PROBLEM REQUIREMENTS => Copy the rows from the line containing "Final review — confirm that every cloud" through the end of the rows, inclusive, requests included, and increase every bounding-box coordinate in the answers by 127. Leave the requests and their format samples unchanged.

━━━━━━━━━━

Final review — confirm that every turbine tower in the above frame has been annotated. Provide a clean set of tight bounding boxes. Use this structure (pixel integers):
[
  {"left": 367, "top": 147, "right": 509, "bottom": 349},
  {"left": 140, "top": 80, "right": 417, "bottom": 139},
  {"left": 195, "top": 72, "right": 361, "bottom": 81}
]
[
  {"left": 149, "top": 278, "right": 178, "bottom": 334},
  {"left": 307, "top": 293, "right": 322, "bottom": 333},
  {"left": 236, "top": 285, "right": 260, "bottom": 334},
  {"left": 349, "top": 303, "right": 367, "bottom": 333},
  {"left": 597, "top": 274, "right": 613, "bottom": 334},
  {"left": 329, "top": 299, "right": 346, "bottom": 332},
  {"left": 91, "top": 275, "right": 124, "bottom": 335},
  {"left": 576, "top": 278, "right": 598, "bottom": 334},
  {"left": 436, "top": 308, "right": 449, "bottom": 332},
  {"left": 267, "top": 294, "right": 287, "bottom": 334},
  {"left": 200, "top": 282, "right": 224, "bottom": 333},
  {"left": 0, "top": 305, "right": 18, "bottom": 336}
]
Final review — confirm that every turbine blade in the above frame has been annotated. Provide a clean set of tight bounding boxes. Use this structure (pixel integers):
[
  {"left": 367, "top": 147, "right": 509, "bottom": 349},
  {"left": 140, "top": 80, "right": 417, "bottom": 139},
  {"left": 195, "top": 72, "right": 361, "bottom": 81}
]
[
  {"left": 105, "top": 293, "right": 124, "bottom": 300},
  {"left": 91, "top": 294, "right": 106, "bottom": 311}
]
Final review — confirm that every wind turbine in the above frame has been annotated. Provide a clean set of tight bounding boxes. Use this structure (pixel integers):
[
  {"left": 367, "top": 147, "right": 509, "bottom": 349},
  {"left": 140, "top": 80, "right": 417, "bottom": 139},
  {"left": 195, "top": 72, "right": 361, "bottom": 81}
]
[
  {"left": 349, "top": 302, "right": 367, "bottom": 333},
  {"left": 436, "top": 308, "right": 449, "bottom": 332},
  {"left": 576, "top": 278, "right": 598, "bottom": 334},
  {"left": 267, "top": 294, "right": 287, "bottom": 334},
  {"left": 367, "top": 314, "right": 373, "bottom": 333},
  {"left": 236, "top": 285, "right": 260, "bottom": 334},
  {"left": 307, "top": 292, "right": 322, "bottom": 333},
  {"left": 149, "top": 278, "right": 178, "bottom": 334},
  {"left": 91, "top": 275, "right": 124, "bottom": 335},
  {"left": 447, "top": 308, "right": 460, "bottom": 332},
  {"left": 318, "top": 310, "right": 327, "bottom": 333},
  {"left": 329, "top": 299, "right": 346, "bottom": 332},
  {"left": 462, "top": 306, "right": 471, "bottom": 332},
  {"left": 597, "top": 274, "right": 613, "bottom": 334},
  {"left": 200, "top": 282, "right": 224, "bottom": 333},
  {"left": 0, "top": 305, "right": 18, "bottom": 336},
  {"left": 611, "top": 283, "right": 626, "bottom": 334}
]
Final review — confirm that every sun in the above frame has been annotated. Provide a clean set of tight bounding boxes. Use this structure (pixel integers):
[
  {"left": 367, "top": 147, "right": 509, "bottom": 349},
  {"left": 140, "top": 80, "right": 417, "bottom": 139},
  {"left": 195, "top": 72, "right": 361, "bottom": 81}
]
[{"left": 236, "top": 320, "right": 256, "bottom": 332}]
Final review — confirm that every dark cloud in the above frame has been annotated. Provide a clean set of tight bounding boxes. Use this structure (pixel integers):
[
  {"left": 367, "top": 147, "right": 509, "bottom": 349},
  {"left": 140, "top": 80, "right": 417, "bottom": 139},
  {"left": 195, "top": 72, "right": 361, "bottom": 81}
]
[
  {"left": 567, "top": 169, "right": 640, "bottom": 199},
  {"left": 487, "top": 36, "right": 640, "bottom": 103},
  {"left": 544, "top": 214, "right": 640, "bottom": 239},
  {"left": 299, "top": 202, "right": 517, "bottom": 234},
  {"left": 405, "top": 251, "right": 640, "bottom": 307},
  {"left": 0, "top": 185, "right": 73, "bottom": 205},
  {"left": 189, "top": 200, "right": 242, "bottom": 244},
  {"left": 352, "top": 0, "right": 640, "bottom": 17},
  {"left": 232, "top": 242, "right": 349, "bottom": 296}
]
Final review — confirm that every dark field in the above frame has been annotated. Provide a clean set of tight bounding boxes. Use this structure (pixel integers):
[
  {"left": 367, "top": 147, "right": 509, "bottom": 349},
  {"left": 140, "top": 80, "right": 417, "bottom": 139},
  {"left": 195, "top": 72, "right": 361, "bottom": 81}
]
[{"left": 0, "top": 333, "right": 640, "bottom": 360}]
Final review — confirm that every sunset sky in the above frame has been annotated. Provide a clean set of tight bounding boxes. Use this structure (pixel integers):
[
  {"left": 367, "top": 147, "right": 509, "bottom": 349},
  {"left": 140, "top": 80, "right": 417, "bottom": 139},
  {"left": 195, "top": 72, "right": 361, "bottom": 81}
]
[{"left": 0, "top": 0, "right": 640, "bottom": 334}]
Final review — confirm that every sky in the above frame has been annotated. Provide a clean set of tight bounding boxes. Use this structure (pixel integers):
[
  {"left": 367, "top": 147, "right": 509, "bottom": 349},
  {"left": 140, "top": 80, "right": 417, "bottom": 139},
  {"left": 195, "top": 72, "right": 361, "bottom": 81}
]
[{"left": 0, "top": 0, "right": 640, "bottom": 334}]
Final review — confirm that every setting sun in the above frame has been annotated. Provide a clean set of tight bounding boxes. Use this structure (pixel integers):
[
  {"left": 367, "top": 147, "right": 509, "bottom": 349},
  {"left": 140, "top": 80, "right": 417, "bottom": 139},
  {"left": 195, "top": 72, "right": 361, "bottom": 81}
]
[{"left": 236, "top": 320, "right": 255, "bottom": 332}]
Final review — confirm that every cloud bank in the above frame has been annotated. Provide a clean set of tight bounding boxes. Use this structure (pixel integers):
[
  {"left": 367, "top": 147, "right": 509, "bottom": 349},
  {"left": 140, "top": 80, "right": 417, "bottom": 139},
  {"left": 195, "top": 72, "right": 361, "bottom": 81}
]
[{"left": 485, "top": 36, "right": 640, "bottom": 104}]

━━━━━━━━━━

RESPONSE TO THE EXERCISE =>
Final review — confirm that every cloud bank in the above frame has been annotated. Provide a clean set of tight bounding boxes. Use this structure (pixel integers):
[
  {"left": 367, "top": 147, "right": 509, "bottom": 349},
  {"left": 140, "top": 80, "right": 417, "bottom": 139},
  {"left": 195, "top": 72, "right": 361, "bottom": 81}
]
[{"left": 612, "top": 163, "right": 767, "bottom": 231}]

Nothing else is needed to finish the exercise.